### [Instruction]
Write out, character for character, the line containing "Expected behaviour: the pointer locates the green soybean" and all lines after it up to the end of the listing.

### [Image object location entries]
===============

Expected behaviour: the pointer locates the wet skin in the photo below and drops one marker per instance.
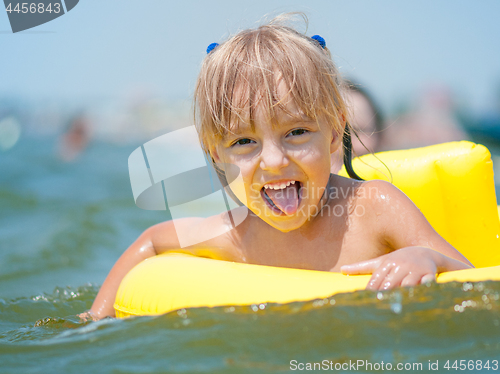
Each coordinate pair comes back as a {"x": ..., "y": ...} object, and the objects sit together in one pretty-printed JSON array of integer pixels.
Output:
[{"x": 362, "y": 227}]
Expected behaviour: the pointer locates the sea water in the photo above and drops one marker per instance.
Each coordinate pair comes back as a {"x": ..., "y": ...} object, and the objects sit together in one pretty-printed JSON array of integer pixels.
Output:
[{"x": 62, "y": 227}]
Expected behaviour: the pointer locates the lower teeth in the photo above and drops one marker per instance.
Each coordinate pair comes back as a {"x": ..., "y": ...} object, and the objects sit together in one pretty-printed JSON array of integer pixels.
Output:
[{"x": 270, "y": 201}]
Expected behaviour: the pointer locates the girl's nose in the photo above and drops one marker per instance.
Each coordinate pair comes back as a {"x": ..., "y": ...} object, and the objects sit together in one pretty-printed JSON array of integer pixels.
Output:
[{"x": 273, "y": 157}]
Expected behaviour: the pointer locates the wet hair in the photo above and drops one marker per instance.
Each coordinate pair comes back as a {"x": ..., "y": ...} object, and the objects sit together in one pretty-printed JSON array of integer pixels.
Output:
[
  {"x": 378, "y": 118},
  {"x": 244, "y": 72}
]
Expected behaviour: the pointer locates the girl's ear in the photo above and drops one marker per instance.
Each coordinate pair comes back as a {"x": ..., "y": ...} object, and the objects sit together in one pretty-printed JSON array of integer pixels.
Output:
[
  {"x": 337, "y": 137},
  {"x": 214, "y": 154}
]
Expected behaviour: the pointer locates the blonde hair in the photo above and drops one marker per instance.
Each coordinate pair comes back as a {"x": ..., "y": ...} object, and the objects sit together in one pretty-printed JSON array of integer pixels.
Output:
[{"x": 244, "y": 72}]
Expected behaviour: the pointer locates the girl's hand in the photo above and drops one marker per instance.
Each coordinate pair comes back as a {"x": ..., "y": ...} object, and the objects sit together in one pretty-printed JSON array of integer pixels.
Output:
[
  {"x": 405, "y": 267},
  {"x": 87, "y": 316}
]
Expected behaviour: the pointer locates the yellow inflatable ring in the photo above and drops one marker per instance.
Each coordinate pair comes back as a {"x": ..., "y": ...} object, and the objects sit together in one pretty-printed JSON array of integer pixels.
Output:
[{"x": 451, "y": 183}]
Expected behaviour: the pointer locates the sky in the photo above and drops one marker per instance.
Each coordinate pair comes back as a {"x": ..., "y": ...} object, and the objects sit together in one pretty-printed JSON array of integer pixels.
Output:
[{"x": 110, "y": 49}]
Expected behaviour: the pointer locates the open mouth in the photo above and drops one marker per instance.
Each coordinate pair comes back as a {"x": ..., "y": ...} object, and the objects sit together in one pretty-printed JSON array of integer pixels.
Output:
[{"x": 284, "y": 200}]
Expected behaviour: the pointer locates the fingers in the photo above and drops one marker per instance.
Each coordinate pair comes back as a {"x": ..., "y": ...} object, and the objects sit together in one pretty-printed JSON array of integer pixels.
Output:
[
  {"x": 427, "y": 278},
  {"x": 381, "y": 278},
  {"x": 364, "y": 267}
]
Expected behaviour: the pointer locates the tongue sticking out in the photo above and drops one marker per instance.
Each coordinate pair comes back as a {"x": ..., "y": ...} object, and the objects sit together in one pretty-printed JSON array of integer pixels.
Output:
[{"x": 286, "y": 199}]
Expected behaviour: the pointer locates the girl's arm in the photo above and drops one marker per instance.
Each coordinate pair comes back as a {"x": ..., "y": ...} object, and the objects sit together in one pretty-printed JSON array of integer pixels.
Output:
[
  {"x": 417, "y": 251},
  {"x": 153, "y": 241}
]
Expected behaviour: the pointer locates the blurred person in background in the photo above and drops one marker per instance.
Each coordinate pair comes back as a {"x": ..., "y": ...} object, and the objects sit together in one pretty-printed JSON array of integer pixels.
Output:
[
  {"x": 366, "y": 119},
  {"x": 75, "y": 139},
  {"x": 433, "y": 121}
]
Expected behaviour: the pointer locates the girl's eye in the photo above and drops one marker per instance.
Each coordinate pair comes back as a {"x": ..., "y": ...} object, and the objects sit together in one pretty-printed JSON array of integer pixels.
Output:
[
  {"x": 297, "y": 132},
  {"x": 243, "y": 141}
]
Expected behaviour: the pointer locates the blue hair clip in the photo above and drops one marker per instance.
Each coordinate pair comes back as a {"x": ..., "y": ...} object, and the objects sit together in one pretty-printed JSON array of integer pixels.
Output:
[
  {"x": 211, "y": 47},
  {"x": 320, "y": 40}
]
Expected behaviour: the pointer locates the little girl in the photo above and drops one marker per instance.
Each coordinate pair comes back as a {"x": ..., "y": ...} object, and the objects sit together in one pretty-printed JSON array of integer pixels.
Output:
[{"x": 270, "y": 102}]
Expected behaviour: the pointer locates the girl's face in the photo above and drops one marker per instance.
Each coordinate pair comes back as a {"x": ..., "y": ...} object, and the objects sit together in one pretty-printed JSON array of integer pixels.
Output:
[{"x": 284, "y": 169}]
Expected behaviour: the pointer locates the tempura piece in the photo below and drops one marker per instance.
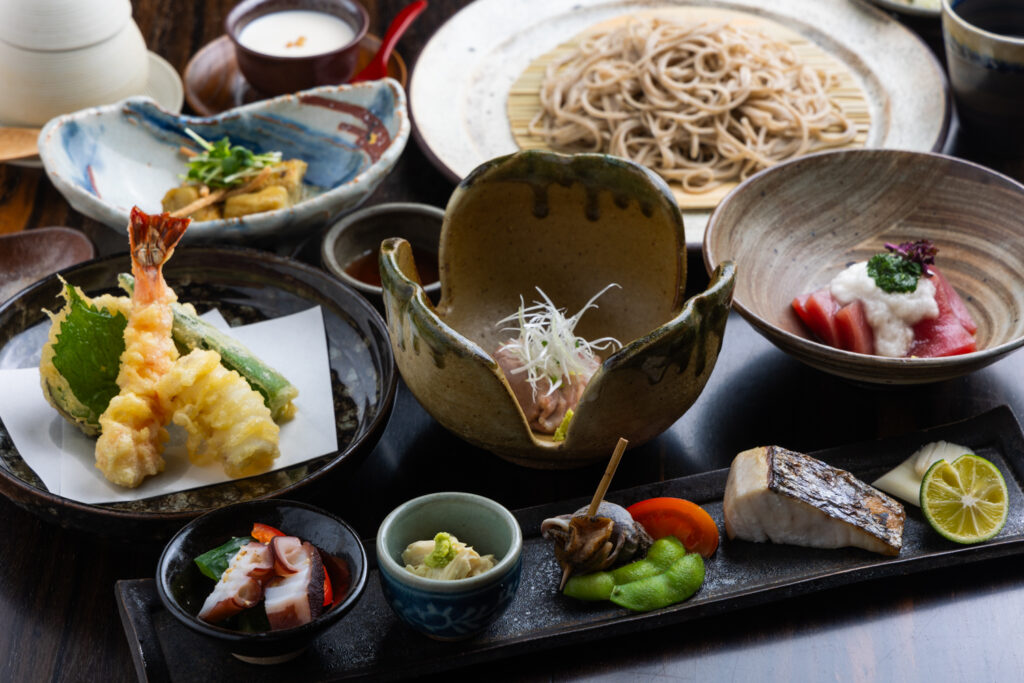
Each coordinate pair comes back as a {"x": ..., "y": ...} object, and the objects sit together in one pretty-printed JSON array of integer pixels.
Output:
[
  {"x": 132, "y": 426},
  {"x": 225, "y": 419},
  {"x": 189, "y": 331},
  {"x": 83, "y": 325}
]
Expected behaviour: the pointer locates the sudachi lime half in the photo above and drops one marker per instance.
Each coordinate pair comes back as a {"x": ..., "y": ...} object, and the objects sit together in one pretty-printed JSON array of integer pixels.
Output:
[{"x": 966, "y": 501}]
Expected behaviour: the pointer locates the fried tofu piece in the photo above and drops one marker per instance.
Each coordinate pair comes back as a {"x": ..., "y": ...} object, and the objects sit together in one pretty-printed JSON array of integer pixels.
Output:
[
  {"x": 287, "y": 174},
  {"x": 268, "y": 199}
]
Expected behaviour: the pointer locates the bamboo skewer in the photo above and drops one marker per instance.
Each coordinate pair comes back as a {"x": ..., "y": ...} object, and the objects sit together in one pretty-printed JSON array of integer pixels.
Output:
[
  {"x": 602, "y": 488},
  {"x": 609, "y": 472}
]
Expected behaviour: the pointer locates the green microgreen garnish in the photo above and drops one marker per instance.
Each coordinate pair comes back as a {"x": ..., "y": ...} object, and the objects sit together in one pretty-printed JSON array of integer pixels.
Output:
[
  {"x": 898, "y": 270},
  {"x": 547, "y": 346},
  {"x": 224, "y": 165}
]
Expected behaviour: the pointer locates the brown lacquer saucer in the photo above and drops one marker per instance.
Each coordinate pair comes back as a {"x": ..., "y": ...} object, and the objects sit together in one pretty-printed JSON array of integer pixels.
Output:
[{"x": 214, "y": 84}]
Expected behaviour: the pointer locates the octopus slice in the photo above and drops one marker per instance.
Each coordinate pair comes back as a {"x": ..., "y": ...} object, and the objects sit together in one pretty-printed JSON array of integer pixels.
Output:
[
  {"x": 241, "y": 586},
  {"x": 295, "y": 596}
]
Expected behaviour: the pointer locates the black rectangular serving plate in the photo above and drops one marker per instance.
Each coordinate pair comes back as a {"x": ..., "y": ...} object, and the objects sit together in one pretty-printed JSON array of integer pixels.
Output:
[{"x": 371, "y": 641}]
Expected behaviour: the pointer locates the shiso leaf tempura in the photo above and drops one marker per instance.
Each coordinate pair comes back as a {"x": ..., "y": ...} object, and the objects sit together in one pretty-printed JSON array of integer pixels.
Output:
[{"x": 547, "y": 345}]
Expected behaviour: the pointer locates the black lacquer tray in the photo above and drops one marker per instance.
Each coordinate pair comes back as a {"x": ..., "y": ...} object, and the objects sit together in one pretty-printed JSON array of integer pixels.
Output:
[{"x": 371, "y": 642}]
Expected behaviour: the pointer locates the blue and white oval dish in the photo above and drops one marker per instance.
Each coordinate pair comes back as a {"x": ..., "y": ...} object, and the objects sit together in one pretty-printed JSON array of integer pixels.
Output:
[{"x": 107, "y": 159}]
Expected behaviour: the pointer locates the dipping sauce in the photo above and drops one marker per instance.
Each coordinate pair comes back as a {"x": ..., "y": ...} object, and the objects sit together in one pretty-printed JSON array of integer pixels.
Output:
[
  {"x": 366, "y": 268},
  {"x": 1005, "y": 17},
  {"x": 296, "y": 33}
]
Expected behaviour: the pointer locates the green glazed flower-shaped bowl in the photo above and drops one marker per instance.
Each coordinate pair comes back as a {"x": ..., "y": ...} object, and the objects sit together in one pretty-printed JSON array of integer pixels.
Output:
[{"x": 569, "y": 225}]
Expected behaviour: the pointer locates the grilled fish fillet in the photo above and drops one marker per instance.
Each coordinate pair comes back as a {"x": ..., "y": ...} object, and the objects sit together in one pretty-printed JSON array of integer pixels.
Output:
[{"x": 784, "y": 497}]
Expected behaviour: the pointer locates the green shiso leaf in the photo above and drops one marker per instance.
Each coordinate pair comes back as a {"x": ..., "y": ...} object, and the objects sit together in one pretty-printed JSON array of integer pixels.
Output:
[
  {"x": 88, "y": 351},
  {"x": 893, "y": 273}
]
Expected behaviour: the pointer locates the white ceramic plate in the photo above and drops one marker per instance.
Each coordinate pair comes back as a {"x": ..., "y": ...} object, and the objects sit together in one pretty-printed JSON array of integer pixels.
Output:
[
  {"x": 164, "y": 85},
  {"x": 459, "y": 89}
]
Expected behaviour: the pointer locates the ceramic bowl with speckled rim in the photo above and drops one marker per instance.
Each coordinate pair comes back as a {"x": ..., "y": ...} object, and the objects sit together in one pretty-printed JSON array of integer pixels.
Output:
[
  {"x": 460, "y": 608},
  {"x": 569, "y": 225},
  {"x": 107, "y": 159},
  {"x": 247, "y": 286},
  {"x": 793, "y": 227}
]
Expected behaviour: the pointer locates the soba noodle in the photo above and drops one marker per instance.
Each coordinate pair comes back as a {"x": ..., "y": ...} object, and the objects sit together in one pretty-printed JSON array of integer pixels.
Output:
[{"x": 700, "y": 104}]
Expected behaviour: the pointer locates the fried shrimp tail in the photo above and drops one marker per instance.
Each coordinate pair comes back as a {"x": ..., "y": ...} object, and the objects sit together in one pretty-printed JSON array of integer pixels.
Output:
[{"x": 132, "y": 426}]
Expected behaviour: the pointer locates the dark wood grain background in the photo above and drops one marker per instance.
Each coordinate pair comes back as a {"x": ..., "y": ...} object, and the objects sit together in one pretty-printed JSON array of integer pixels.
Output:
[{"x": 58, "y": 619}]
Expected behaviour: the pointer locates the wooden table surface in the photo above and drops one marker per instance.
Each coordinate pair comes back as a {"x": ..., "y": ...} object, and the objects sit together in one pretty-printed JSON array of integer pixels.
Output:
[{"x": 56, "y": 587}]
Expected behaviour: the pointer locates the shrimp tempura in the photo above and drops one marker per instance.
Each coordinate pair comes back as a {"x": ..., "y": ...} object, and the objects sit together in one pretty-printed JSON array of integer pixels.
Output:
[{"x": 132, "y": 426}]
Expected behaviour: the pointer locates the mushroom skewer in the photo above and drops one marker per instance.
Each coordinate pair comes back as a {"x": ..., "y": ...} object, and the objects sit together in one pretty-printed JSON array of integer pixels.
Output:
[{"x": 597, "y": 537}]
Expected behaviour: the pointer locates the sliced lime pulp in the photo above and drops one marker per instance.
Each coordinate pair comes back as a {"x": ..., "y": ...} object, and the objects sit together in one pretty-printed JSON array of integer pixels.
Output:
[{"x": 966, "y": 501}]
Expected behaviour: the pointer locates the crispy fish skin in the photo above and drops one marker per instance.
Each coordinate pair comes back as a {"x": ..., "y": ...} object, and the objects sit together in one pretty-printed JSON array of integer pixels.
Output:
[{"x": 777, "y": 495}]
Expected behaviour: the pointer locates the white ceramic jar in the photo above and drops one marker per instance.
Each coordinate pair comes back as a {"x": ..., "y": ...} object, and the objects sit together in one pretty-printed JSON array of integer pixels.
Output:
[{"x": 61, "y": 55}]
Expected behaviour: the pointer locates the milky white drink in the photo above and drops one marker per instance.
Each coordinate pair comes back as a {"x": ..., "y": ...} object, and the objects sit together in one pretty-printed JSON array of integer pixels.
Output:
[{"x": 296, "y": 33}]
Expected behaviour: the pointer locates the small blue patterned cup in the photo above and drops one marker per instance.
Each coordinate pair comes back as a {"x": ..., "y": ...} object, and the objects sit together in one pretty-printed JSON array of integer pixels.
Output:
[{"x": 451, "y": 609}]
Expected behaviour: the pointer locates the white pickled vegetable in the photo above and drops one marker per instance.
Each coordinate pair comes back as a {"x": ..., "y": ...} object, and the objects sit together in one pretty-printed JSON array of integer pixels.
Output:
[{"x": 903, "y": 481}]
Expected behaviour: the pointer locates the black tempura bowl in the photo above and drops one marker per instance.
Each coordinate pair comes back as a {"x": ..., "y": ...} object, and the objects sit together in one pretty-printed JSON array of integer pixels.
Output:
[{"x": 183, "y": 588}]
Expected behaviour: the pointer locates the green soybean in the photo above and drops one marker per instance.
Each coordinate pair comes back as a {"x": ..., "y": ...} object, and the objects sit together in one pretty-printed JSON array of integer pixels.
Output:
[
  {"x": 595, "y": 586},
  {"x": 678, "y": 583}
]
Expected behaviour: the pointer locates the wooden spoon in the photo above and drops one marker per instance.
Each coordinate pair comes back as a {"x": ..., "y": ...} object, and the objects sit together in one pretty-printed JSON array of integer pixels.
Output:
[{"x": 18, "y": 143}]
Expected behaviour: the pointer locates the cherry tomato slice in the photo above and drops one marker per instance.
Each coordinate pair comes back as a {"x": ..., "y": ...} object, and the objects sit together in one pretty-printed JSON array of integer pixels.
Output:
[
  {"x": 674, "y": 516},
  {"x": 263, "y": 532}
]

===============

### [Solution]
Expected behaviour: the pointer locates the green soybean in the photo above and drops one marker per instance.
Each coordinate pair comes back as a {"x": ..., "y": ...} object, and the objects sit together in one pretty-printed JSON array of integer pixels.
Output:
[
  {"x": 595, "y": 586},
  {"x": 678, "y": 583}
]
Expected behaviour: the pointer locates the wooden spoon in the photo above and drops one marker per instance.
Each coordinate pair comes back as a {"x": ..., "y": ...} object, and the objects sit together in one pretty-printed JSON array of integer pixels.
Output:
[{"x": 18, "y": 143}]
Expected behaviour: the pointer locates the cherry tomato slice in the photo above and drops one marker per instance.
Each coordinate pair comes back as a {"x": ..., "y": ...} object, and the objects sit together in one pretty-printed JSON array of integer pixels.
Output:
[
  {"x": 674, "y": 516},
  {"x": 263, "y": 532}
]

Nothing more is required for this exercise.